## Alıştırma Görevleri
[a] Seçilen bölüme göre istihbarat teşkilatlarında istihdam edilen personelin yüzde kaçı zorunlu izne ayrılmıştır?
[b] Seçilen bölümün "Yüzyılın ikinci on" ifadesinden başlayıp "zorunlu izne ayrıldı." ifadesine kadar, bu ifade de dahil olmak üzere, olan kısmını hiçbir değişiklik yapmadan yeniden yazınız.

## Seçilen Bölüm

******

“Türk-Rus
ilişkilerinin geleceği karanlık değil, ancak Türk-Amerikan ilişkilerinin
geleceği artık eskisi gibi ABD lehine parlak olmayacak!”
21.
Yüzyılın ikinci on yılında Dünya’nın elinde bütün kumpasların ana kaynağı olan Amerika
Birleşik Devletleri’nden kurtulmak için büyük bir fırsat var, ancak
kullanamıyor. 3 Ekim günü ABD Kongre binasından
duyulan silah sesleri, ABD’ye bir 3. Dünya ülkesi profili kazandırmış durumda.
Silah
seslerinin Washington'daki Kongre ile Beyaz Saray’ın bütçe kavgasına renk
kattığı açık. 30 Eylül 2013 Pazartesi akşamı bütçe mali yılı bitti, ama ABD
Kongresi 1 Ekim’de başlayan yeni bütçe için Obama hükümetine yetki vermedi ve Amerikan
hükümeti kapatıldı. Obama, çaresizlikle kıvranırken devletin 'temel'
görevlerini ifa edenler olarak sınıflandırılanların dışındaki çalışanlara 1
Ekim’de zorunlu iş bırakma emri verdi. İstihbarat
teşkilatlarının istihdam edilen personelinin %70’i bile zorunlu izne ayrıldı.

******

Saklanan Kayıtlar:
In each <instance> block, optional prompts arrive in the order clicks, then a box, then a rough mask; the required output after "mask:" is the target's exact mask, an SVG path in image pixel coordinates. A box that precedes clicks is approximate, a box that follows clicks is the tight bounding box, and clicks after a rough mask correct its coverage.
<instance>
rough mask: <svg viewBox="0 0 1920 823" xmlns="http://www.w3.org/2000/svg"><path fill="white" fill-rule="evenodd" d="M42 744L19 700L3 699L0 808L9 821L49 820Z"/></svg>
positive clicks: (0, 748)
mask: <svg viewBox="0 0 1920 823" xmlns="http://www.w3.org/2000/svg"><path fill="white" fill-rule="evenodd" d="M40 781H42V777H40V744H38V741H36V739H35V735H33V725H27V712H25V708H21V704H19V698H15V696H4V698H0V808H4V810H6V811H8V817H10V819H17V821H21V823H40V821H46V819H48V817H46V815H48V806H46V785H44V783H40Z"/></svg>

******

## Yanıtlarınız
[a] İstihbarat teşkilatlarının personelinin %70'i zorunlu izne ayrılmıştır.

[b]
Yüzyılın ikinci on yılında Dünya’nın elinde bütün kumpasların ana kaynağı olan Amerika
Birleşik Devletleri’nden kurtulmak için büyük bir fırsat var, ancak
kullanamıyor. 3 Ekim günü ABD Kongre binasından
duyulan silah sesleri, ABD’ye bir 3. Dünya ülkesi profili kazandırmış durumda.
Silah
seslerinin Washington'daki Kongre ile Beyaz Saray’ın bütçe kavgasına renk
kattığı açık. 30 Eylül 2013 Pazartesi akşamı bütçe mali yılı bitti, ama ABD
Kongresi 1 Ekim’de başlayan yeni bütçe için Obama hükümetine yetki vermedi ve Amerikan
hükümeti kapatıldı. Obama, çaresizlikle kıvranırken devletin 'temel'
görevlerini ifa edenler olarak sınıflandırılanların dışındaki çalışanlara 1
Ekim’de zorunlu iş bırakma emri verdi. İstihbarat
teşkilatlarının istihdam edilen personelinin %70’i bile zorunlu izne ayrıldı.